-- ARTICLE --
## begin
Parallel Programming with OpenMP

Overview

Teaching: 45 min
Exercises: 15 min
Questions
  • When OpenMP can be the right choice for accelerating an algorithm

  • What is the difference between OpenMP and MPI

Objectives
  • Introduce OpenMP and API for parallel computing on SMP machines.

Parallel Programming with OpenMP

OpenMP is an Application Program Interface (API) that provides a portable, scalable model for developers of shared memory parallel applications. OpenMP works with Symmetric Multiprocessing (SMP) The API supports C/C++ and Fortran on a wide variety of architectures. This tutorial covers some of the major features of OpenMP 4.0, including its various constructs and directives for specifying parallel regions, work sharing, synchronization and data environment. Runtime library functions and environment variables are also covered. This tutorial includes both C and Fortran example codes and a lab exercise.

What is a Symmetric Multiprocessing (SMP)?

Most computers today have several cores, that is also true for the individual nodes on a cluster. The several cores in a node have access to the main memory of the machine. When several processing units see the same memory we say that that machine is a SMP system. Most multiprocessor systems today use an SMP architecture. Symmetric multiprocessing (SMP) involves a multiprocessor computer hardware and software architecture where two or more identical processors are connected to a single, shared main memory, have full access to all I/O devices, and are controlled by a single operating system instance that treats all processors equally.
## end
-- EXTRACTED MATERIAL --
## begin
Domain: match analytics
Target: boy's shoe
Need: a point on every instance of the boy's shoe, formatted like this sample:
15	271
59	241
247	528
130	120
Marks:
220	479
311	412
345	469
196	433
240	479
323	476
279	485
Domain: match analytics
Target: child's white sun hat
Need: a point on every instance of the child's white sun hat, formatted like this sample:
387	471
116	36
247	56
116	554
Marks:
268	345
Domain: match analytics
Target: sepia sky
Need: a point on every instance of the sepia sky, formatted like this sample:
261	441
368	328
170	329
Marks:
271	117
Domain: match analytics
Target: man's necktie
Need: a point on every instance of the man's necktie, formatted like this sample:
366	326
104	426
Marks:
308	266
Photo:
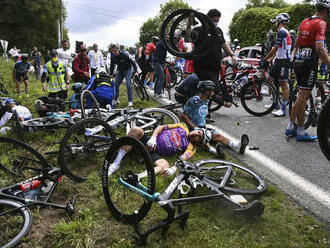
## end
-- TASK INSTRUCTIONS --
1. In one to three sentences, explain why the OpenMP page says an individual node on a cluster counts as an SMP system.
2. Reproduce the OpenMP page word for word from "Most computers today" to "all processors equally.".
Please work from the OpenMP page alone and leave the material aside.

-- SOLVED TASKS --
1. A cluster node has several cores, and all of them have access to the machine's main memory. According to the OpenMP page, a machine whose processing units see the same memory is an SMP system.

2.
Most computers today have several cores, that is also true for the individual nodes on a cluster. The several cores in a node have access to the main memory of the machine. When several processing units see the same memory we say that that machine is a SMP system. Most multiprocessor systems today use an SMP architecture. Symmetric multiprocessing (SMP) involves a multiprocessor computer hardware and software architecture where two or more identical processors are connected to a single, shared main memory, have full access to all I/O devices, and are controlled by a single operating system instance that treats all processors equally.